> _What you need to do_
Give the data below again exactly as it stands. Omit the pictures.

> _Dataset_

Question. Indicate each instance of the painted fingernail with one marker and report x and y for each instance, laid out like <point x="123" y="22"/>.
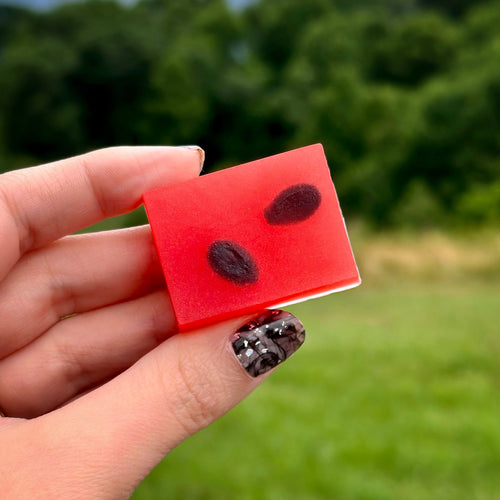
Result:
<point x="200" y="151"/>
<point x="267" y="341"/>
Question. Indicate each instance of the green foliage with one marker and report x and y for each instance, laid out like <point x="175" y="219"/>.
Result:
<point x="388" y="404"/>
<point x="404" y="94"/>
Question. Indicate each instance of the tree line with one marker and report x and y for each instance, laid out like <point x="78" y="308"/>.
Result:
<point x="404" y="94"/>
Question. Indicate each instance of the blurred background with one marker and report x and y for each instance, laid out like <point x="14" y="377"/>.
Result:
<point x="396" y="394"/>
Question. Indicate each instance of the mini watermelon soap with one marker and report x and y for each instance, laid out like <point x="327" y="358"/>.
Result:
<point x="257" y="236"/>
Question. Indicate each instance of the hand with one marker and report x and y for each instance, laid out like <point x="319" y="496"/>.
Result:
<point x="96" y="384"/>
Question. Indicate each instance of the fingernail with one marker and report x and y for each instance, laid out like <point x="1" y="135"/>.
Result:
<point x="200" y="151"/>
<point x="267" y="341"/>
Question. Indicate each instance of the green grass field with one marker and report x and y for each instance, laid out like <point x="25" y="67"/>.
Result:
<point x="394" y="395"/>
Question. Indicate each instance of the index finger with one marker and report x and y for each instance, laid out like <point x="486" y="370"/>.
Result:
<point x="40" y="204"/>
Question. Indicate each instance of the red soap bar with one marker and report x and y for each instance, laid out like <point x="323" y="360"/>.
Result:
<point x="260" y="235"/>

> _Response_
Question. Indicate each instance of the painted fingernail with one marker and report x and y for each instance, laid out like <point x="123" y="22"/>.
Result:
<point x="200" y="151"/>
<point x="267" y="341"/>
Question. Indicate each instance of the green foliage with one marker and report x and y for each instance, laid out like <point x="175" y="219"/>.
Result:
<point x="388" y="404"/>
<point x="404" y="94"/>
Question. Indicate each instance of the tree line with one marker and report x and y for each instance, laid out like <point x="78" y="308"/>.
Result:
<point x="404" y="94"/>
Question. Indicate each instance of the blurred background with one marker and report x and y for each instance, laid out like <point x="14" y="377"/>.
Result:
<point x="396" y="394"/>
Question. Indicate each instance of the mini watermelon soap with one marker and report x and y for each instance, laid out like <point x="327" y="358"/>.
Result:
<point x="257" y="236"/>
Question. Indicate each instance of the hand with one marker and report x and y for each instance, laid out like <point x="319" y="496"/>.
Result:
<point x="96" y="384"/>
Question. Indicate each instance of the fingernail with one marker and report x and y for each instance, laid out like <point x="1" y="135"/>.
Result:
<point x="200" y="151"/>
<point x="267" y="341"/>
Question. Indicate each instance of the green grass field with one marker and report x and y for each instance, laid out like <point x="25" y="67"/>.
Result:
<point x="394" y="395"/>
Question. Indicate each instance of the index finger with one marker and report x and y for each instance, laid out like <point x="486" y="370"/>.
Result:
<point x="40" y="204"/>
Question. Indicate each instance of the red soap bar with one marker and report x and y for each instance, laid out like <point x="323" y="360"/>.
Result:
<point x="260" y="235"/>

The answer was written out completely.